Saved data entries:
────────

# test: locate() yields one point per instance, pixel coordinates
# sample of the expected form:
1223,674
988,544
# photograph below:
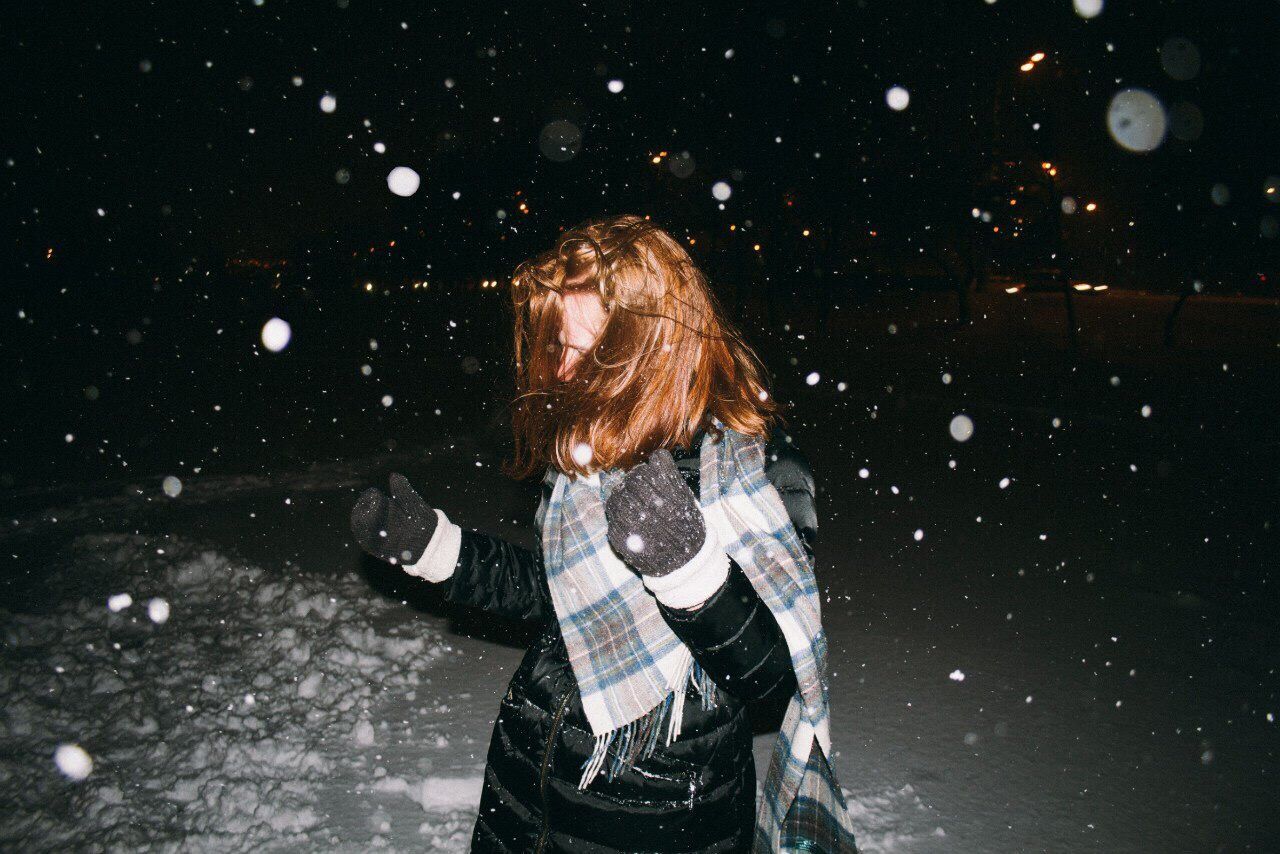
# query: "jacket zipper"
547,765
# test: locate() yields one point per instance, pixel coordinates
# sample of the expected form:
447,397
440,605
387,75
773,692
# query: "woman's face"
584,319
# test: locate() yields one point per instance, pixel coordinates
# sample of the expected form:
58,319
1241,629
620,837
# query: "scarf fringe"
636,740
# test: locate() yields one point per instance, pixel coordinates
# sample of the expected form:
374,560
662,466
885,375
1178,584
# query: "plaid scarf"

────────

What is being asked:
Leave the images out and output the remaining material exactly as it stands.

Task response:
# test: locate() yields one point per instance, pixel coordinates
# sample of the expected form:
1223,674
988,544
# photograph below:
# query: "jacket zipper"
547,765
# test: locate() yields one point per instance, pixel coordinates
# sample of the expected form:
447,397
440,605
387,75
773,692
# query: "woman's face"
584,319
# test: locate() yields one point per instance, pixel coordinates
# sample of the expected form:
58,319
1241,629
620,837
# query: "scarf fringe"
636,740
# test: locate() yields one point per instance, pixel coordinates
# sample of the expected form:
374,560
662,466
885,375
1178,584
# query: "plaid scarf"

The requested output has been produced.